__What to work on__. Convert the lines of the records between the line holding "Cam-trap alert: motion was detected. Identify metal" and the line holding "387, 123, 406, 145", inclusive, into a JSON list of strings, one string per line and with blank lines left out.

__Stored rows__.
>> START
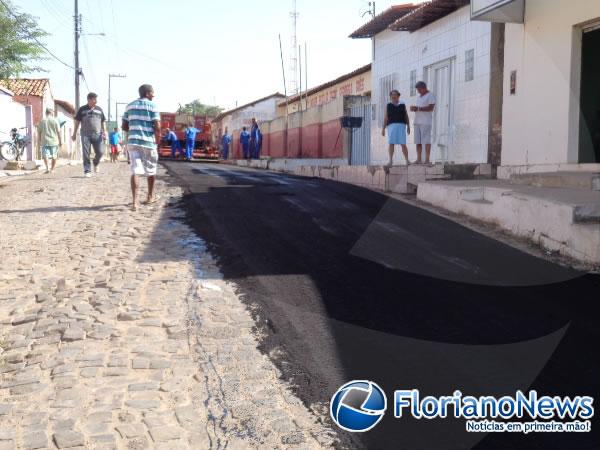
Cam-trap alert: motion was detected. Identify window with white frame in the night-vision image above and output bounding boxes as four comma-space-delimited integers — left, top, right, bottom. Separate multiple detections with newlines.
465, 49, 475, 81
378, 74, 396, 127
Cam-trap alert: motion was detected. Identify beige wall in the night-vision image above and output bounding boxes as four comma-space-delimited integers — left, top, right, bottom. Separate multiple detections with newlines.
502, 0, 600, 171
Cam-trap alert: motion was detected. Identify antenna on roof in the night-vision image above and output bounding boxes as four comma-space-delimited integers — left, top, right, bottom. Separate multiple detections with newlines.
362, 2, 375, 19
>> END
>> START
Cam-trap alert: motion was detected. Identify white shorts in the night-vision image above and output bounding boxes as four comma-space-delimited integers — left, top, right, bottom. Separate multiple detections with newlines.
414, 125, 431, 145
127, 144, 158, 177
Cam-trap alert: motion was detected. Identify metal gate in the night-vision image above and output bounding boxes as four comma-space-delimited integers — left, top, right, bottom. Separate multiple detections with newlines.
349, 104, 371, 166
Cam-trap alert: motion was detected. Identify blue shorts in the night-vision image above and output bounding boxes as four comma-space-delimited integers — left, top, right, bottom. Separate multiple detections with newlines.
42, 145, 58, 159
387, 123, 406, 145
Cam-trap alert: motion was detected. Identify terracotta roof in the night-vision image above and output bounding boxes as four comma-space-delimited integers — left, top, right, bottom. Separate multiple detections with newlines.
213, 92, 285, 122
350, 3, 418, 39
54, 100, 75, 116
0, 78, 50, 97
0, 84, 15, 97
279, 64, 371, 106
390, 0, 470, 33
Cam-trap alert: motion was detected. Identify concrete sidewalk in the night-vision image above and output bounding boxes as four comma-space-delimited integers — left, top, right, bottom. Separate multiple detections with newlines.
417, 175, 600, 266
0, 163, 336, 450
>> END
__Exercise solution__.
[
  "Cam-trap alert: motion was detected. Identify metal gate in the night-vision image above and output bounding boxes as four comma-space-delimited integers — left, top, right, bottom. Separate multiple detections with newlines.",
  "349, 104, 371, 166",
  "Cam-trap alert: motion was detected. Identify blue shorts in the night-vision image above and output bounding boxes as four comma-space-delimited integers — left, top, right, bottom. Separate multiple detections with newlines.",
  "42, 145, 58, 159",
  "387, 123, 406, 145"
]